* **Required tasks**:
A - Answer these questions using the article on poverty in Pakistan below.
(i) According to the official verdict, by how much had poverty in Pakistan declined, and over what period?
(ii) Which survey does the article use to illustrate its argument about Punjab?
(iii) Which four districts make up the north region?
B - Write the next part of the article on poverty in Pakistan below, picking up after its last sentence.

* **Selected extract**:
By Ali Cheema
THE emphasis on eliminating poverty through the pursuit of social justice in the prime minister’s hundred-day programme is a welcome change from President Musharraf’s policy, which favoured the trickle-down recipe of poverty alleviation.
The previous regime’s erstwhile economic gurus went about the business of calculating the percentage decline in mean poverty in relation to the increased rate of growth, which became its battle cry. The much-advertised official verdict was that poverty in Pakistan had declined by over 10 per cent in the last four years.
The merits and demerits of the official calculations notwithstanding (the veracity of the official calculations is subject to intense debate), by becoming obsessed with average reductions the previous regime’s policy approach to poverty failed to develop an appreciation of the deep structural constraints impacting poverty in Pakistan.
These structural constraints impact poverty in a number of ways. Their primary impact is the tremendous variation in household poverty that is caused at the district and sub-provincial level. These constraints have resulted in the creation of high-poverty districts that are stuck in ‘poverty traps’, where endemic poverty is persistent over the long run. The socio-economic channels through which growth ‘trickle down’ is said to happen remain extremely fragile in these districts. That is, growth alone has not and will not deliver in these districts.
Given these poverty characteristics, it is highly probable to have reductions in average poverty coexisting with endemic poverty in the high-poverty districts. This happens because growth-led poverty reduction occurs in the low-poverty districts, where channels of the trickle-down effect are strong. The upshot of this process is that the reduction in average poverty ends up widening the poverty gap between different types of households and between households in different districts, thereby compromising precepts of social justice and democracy.
This should not be read as an anti-growth argument. The argument is two-fold: (a) growth in itself is unlikely to dent endemic poverty in high-poverty districts; and (b) social justice requires that design of policy that uses the dividends of growth to mitigate and reduce endemic poverty in these districts as well. If the objective is to eliminate poverty, then policy should concern itself with reducing the large and persisting variation in poverty across districts in addition to reducing average poverty.
I illustrate this argument about sub-provincial ‘poverty traps’ with reference to Punjab using the Multiple Cluster Indicators Survey (2003-04) of the provincial government. The important point about this survey is that it is statistically representative at the district level and allows poverty inferences to be made at this level. The analysis that follows is based on work that I am currently doing with Ms Lyyla Khalid (Lahore University of Management Sciences) and Dr Naved Hamid (Lahore School of Economics).
In order to make the argument tractable I divide Punjab into four regions. The north consists of the four districts of Rawalpindi, Attock, Jhelum and Chakwal. The west consists of the districts of Mianwali, Bhakkar, Khushab, Layyah, Muzaffargarh, D.G. Khan and Rajanpur. The south consists of the districts of the old Multan division and the old Bahawalpur state. The centre contains the remaining districts of the province.

* **Records supplied**:
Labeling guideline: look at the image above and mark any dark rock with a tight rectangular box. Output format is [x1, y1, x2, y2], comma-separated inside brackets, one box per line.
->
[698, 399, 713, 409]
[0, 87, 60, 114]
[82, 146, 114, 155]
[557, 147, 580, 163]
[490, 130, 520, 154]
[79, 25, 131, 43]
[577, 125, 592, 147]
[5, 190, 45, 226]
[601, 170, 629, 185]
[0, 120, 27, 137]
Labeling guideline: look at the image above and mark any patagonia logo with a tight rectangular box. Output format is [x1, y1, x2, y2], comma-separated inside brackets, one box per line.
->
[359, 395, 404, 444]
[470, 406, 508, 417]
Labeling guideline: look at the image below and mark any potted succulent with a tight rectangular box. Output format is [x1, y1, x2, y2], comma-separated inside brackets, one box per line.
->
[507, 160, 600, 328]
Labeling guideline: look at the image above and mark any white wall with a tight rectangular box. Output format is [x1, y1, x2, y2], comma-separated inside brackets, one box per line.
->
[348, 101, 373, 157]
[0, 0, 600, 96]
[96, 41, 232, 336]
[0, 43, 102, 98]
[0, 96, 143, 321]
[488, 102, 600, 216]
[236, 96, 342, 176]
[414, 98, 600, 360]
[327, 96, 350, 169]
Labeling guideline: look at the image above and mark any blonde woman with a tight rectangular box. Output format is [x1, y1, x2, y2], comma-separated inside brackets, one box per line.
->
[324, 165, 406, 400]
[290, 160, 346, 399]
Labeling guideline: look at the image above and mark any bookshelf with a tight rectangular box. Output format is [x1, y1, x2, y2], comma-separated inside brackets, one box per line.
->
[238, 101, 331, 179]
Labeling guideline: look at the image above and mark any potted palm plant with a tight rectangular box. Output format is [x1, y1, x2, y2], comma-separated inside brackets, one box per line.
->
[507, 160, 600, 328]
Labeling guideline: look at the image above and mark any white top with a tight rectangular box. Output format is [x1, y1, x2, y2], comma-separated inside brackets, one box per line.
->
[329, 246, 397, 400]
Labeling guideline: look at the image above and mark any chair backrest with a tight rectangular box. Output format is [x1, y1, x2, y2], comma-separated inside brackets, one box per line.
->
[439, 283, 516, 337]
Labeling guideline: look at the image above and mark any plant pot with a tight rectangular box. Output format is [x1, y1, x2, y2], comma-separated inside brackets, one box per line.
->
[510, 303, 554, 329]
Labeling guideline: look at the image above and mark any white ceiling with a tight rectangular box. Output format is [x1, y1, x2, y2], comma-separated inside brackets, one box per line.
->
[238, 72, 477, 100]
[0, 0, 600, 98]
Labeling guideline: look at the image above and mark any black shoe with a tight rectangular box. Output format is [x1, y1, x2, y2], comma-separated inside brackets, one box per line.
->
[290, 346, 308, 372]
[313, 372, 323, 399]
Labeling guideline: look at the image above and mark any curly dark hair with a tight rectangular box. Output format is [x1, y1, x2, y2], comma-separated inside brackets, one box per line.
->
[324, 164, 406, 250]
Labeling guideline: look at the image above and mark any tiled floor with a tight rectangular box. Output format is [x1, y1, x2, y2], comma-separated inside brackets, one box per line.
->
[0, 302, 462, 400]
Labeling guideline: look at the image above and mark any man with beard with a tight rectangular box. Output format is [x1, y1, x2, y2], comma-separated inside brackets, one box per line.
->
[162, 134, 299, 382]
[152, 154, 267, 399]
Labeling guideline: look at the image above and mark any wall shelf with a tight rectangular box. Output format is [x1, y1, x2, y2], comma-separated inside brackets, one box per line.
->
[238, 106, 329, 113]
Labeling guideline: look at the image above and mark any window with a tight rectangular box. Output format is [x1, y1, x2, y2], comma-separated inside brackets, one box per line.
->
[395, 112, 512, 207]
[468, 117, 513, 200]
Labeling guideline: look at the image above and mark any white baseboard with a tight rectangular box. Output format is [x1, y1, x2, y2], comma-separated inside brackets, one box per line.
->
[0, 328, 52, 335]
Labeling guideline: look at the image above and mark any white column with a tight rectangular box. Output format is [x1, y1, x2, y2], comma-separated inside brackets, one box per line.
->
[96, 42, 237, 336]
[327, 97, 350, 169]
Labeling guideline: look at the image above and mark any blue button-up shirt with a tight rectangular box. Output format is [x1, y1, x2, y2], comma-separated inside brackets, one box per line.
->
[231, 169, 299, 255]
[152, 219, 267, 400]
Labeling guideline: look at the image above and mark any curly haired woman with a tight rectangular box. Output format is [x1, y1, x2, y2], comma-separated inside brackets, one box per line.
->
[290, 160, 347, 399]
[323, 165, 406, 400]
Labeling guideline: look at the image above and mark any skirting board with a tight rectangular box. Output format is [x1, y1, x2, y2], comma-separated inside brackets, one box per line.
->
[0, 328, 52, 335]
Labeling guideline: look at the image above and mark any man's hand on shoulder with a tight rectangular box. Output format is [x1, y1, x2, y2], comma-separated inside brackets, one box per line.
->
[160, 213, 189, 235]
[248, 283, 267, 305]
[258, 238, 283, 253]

* **The replies**:
A -
(i) By over 10 per cent in the last four years.
(ii) The Multiple Cluster Indicators Survey (2003-04) of the provincial government.
(iii) Rawalpindi, Attock, Jhelum and Chakwal.

B -
Using a poverty line based on the Economic Survey methodology we find that north Punjab has poverty head-count ratios (HCRs) of around 12 per cent and the centre has HCRs in the range of 20 per cent. In contrast, the west and the south of Punjab have HCRs of around 45 per cent, indicating the existence of poverty levels that are more than double that found in the north-centre districts of the province.
Interestingly, rural poverty calculations show a similar trend. In the north, rural poverty remains extremely low and more or less in line with overall poverty in the region. However, in the case of the centre, rural HCRs are 10 per cent higher than overall HCRs in the region at nearly 30 per cent compared to 20 per cent. In the south and the west rural HCRs are extremely high and in the range of 55 per cent.
The severity of poverty in the south-west, measured by the shortfall in household expenditure from the poverty line, is six times higher than the north and three times higher than the centre. This indicates that more than half the rural population of the south-west districts in one of Pakistan’s most developed provinces is living in conditions of endemic and abject poverty.
Nearly a decade ago, Haris Gazdar using a different dataset that was unrepresentative at the district level, found similar gaps in sub-provincial poverty in Punjab, with the south and west emerging as the endemic poverty belt of the province. In spite of the statistical issues with the dataset, it appears that he had found an essential insight into the structure of poverty in Pakistan, which has failed to find appreciation in policymaking.
Writing at the time of independence, Malcom Darling documented exactly the same sub-provincial gaps in poverty across Punjab. This suggests that the current regional gaps in poverty across Punjab appear to have persisted over the long run.
Furthermore, our analysis suggests that seven districts in Punjab have rural poverty HCRs of over 60 per cent. These include the districts of: Muzaffargarh; D.G. Khan; Rajanpur; Rahimyar Khan; Bahawalpur; Bahawalnagar and Lodhran. Together these seven districts constitute a crescent of endemic poverty at the bottom of the province. We also find that the severity of poverty tends to be the highest in this crescent.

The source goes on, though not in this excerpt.